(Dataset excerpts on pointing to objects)
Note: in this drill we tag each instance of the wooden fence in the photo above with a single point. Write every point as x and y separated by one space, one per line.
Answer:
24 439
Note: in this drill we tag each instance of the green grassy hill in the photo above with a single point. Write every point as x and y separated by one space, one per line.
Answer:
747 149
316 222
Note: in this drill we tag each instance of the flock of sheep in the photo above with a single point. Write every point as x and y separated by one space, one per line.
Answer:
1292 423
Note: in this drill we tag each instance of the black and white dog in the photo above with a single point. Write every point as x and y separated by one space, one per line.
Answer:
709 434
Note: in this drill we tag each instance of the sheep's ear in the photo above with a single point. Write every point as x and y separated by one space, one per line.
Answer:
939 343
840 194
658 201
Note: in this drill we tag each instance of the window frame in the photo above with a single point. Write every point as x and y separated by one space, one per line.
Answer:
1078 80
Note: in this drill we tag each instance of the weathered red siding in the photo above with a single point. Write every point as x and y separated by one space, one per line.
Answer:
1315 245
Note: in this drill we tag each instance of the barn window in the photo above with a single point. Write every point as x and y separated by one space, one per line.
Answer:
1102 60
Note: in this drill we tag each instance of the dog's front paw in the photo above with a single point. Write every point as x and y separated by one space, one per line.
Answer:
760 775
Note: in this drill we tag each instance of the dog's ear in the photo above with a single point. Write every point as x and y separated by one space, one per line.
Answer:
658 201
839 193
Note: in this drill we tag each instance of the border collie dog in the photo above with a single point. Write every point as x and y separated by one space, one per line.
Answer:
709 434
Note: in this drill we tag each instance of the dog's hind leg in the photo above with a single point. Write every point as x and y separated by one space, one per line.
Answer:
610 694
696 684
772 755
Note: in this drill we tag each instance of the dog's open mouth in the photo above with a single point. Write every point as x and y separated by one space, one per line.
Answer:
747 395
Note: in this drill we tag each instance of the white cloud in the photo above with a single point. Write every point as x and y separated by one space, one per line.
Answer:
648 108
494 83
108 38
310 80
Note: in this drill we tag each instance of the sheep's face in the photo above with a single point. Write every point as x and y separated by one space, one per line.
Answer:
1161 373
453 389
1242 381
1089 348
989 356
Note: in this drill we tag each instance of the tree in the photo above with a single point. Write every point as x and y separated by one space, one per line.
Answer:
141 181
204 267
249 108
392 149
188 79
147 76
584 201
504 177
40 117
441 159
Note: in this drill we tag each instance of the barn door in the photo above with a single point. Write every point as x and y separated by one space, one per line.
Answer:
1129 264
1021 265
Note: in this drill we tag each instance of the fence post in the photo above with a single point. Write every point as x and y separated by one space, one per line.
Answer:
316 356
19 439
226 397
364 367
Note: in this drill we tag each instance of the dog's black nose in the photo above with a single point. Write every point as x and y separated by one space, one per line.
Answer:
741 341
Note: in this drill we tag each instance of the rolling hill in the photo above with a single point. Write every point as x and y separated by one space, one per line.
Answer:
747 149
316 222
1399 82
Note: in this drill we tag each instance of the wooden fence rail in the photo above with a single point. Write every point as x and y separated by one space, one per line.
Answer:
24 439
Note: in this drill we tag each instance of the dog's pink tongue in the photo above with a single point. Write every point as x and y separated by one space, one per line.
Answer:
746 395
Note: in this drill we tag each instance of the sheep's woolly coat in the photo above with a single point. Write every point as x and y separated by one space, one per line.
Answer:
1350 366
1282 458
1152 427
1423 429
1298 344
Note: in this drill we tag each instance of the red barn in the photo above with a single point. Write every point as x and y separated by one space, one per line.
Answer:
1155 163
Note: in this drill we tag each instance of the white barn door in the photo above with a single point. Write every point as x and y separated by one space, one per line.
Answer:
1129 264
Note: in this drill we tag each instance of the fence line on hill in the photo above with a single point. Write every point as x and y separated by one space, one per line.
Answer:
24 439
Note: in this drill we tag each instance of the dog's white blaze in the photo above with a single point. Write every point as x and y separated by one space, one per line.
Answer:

* _Exercise prompt_
Copy out every row above word for word, with no changes.

* _Written answer_
Note: in this drill we tag each instance of the wooden fence in the photo above with a single point. Write every point as x and y separated by one space, one per line.
Answer:
24 439
Note: in this drill we tag each instance of the green grassy hill in the photo above with a single point. Write every point as x and y separated by one space, one per line.
Answer:
747 149
316 222
Note: in this drill we tag each instance of the flock of sheep in the photo above with a single point. Write every point as x and y separated by one space, one per line.
Answer:
1292 423
Note: in this drill we tag each instance of the black and white dog in the photo above with a single point. Write every point as x and y separated by one space, one per line.
Answer:
709 434
Note: in this drill we tag each instance of the sheep's ear in the photo above with a single point. Write every point as x and y separated by one space, one per line.
Answer:
939 343
840 194
658 201
Note: in this drill we tag each instance of the window frame in the photo above with a single point. Write every point as x and y separated by one space, one per line.
Answer:
1078 80
Note: in this drill we tag each instance of the weathered red siding in the photo above with a single point. Write every point as x and y separated by one space, one per line.
Answer:
1315 245
Note: in this drill we tag each instance of the barn window in the photo above with a single point. Write every point as x and y separated by one space, one per line.
Answer:
1102 60
Note: in this drill we tag each instance of the dog's front paw in the photo above with a single point. Write every point as x and y separated by one space, one per line.
Answer:
760 775
Note: in this drill we tag each instance of the dog's ear in the photo above with a single point. Write every point as x and y separated by one space, one per line.
Answer:
658 201
839 193
Note: in this drill we tag each instance of the border collie dog in the photo above with a single point. Write every point as x and y separated by one space, one per line.
Answer:
709 434
Note: in this drill we tag each instance of the dog's hind leg in the photo above with a single point. Write every point as x and y separated by one space, one per line.
Answer:
610 694
696 684
772 755
Note: in this drill we tag each instance of the dog's open mouth in the photo above with a single point. Write every point as x and y separated by one space, one per line.
Answer:
747 395
Note: in this drill we tag each instance of the white cloud in the photo above with a single point. Write every point as x and y separated by one space, one per line.
Answer:
648 108
494 83
108 38
310 80
Note: in this drill we tag each instance of the sheep's face in the photo above with a single point. Write every point as x and y separated by one space, one per line.
Answer:
1161 373
453 389
1242 381
1089 348
989 356
Note: in this drill we tag each instance of the tree in the photo above with a single point. Write every point as x and y separated by one space, one per line.
Answer:
141 181
204 267
249 108
392 149
188 79
147 76
584 201
504 177
40 117
441 159
Note: in this drill we tag each instance of the barn door in the photo above with a single point. Write every point as x and y separated by one space, one per line.
Answer:
1129 264
1021 265
Note: in this drill we tag each instance of the fence post in the photo above with a single point. Write every point as x and y separated by one space, one per line.
Answer:
316 356
19 439
226 397
364 367
Note: in this drill we tag each instance of the dog's black nose in the photo above with a single point. Write every point as x and y separated by one space, one per line.
Answer:
741 341
Note: in this drill we tag each instance of the rolling hill in the photo above with a single point. Write every point as x and y separated by one space, one per line.
Answer:
747 149
316 222
1399 82
Note: in this drill we tag each instance of the wooden fence rail in the photo above with a single point. Write every point as x and y separated by one space, one per line.
Answer:
24 439
Note: in this drill we tag each instance of the dog's pink tongue in the photo above with a single point. Write every point as x and y separated by one space, one per line.
Answer:
746 395
Note: in this drill we tag each instance of the sheep's woolly coat in the photo above with a single point. Write every point as x and y separated by one space, one per line.
Answer:
1350 366
1282 458
1152 427
1423 429
1298 344
Note: in this drill we tag each instance of the red barn in the photo above with a single point. Write every point as x and y separated by one space, one per line.
Answer:
1155 163
Note: in this drill we tag each instance of the white barn door in the photo above with a single point. Write every point as x and y separated by one space, one per line.
Answer:
1129 264
Note: in this drill we tag each instance of the fence line on hill in the photo above with a single point. Write every point as x and y separated by one space, one per line.
Answer:
24 439
Note: in this drill we tag each instance of the dog's white blaze in the photo above with a single point. Write every point as x and y separated by one space, one per line.
Answer:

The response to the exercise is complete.